------ Extrait ------
Africa-Press – Djibouti. À une demi-heure de route de la ville de Xi’an, ancienne capitale de la Chine impériale, les vergers défilent sur les côtés. Des bus déversent inlassablement leur cohorte de visiteurs devant l’entrée du site archéologique de l' »armée de terre cuite » et ses milliers de guerriers figés. À environ un kilomètre de là, au cœur du mausolée de Qin Shi Huang (premier empereur de la Chine, 259-210 avant J.-C.), les archéologues chinois ont extrait un cercueil scellé de 16 tonnes.
La tombe qui l’abritait fait partie d’un ensemble de neuf chambres funéraires, localisées au pied de la sépulture de l’empereur. Jusque-là, les autorités chinoises avaient interdit l’accès à ces tombes, préférant les léguer intactes aux générations futures. Mais ces dernières années, des pluies diluviennes ont menacé d’endommager l’un des caveaux, qui a finalement été ouvert. Les chercheurs y ont trouvé des arbalètes, épées, armures et autres pièces en jade et petites figurines – dont un chameau en or -, ainsi qu’environ 6000 pièces de monnaie en bronze. Un trésor digne d’un haut dignitaire.
------
> **Exercice 1**
Répondez aux questions suivantes à partir du texte sur le mausolée de Qin Shi Huang :
(a) Combien pèse le cercueil scellé extrait par les archéologues ?
(b) Combien de chambres funéraires compte l'ensemble auquel appartient la tombe ?
(c) Combien de pièces de monnaie en bronze les chercheurs ont-ils trouvées dans le caveau ?
------ Les données ------
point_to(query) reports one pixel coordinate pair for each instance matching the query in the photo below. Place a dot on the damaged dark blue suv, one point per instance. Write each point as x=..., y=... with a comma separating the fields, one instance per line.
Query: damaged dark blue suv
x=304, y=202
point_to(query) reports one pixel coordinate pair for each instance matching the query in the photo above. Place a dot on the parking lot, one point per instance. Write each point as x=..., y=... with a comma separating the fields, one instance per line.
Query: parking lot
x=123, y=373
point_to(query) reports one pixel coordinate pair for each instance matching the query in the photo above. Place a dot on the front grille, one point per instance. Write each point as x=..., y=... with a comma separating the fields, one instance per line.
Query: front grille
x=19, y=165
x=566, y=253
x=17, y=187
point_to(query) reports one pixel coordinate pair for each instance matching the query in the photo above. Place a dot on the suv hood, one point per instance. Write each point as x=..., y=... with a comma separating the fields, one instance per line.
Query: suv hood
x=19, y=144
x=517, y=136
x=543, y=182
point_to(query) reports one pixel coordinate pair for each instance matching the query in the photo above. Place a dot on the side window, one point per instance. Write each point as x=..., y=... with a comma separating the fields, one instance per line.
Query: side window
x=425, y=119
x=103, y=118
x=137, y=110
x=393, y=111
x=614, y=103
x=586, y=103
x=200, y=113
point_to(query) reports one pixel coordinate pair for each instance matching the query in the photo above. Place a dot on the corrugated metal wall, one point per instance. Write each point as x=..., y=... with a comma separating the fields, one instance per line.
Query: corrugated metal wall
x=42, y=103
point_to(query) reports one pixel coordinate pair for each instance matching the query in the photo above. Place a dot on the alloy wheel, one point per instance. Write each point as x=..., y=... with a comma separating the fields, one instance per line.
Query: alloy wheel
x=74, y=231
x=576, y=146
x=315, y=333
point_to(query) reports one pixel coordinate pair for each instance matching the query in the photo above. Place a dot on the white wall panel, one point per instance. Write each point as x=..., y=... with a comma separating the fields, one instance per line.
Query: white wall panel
------
> **Exercice 2**
Disposez s'il vous plaît sous forme de tableau Markdown la partie des enregistrements qui s'ouvre sur la ligne contenant "on the white" et se termine à la fin des enregistrements, bornes comprises. Utilisez les colonnes « Numéro » et « Ligne » et omettez les lignes vides.

> **Réponse complète 1**
(a) 16 tonnes.
(b) Neuf.
(c) Environ 6000.

> **Réponse complète 2**
| Numéro | Ligne |
|---|---|
| 1 | point_to(query) reports one pixel coordinate pair for each instance matching the query in the photo above. Place a dot on the white wall panel, one point per instance. Write each point as x=..., y=... with a comma separating the fields, one instance per line. |
| 2 | Query: white wall panel |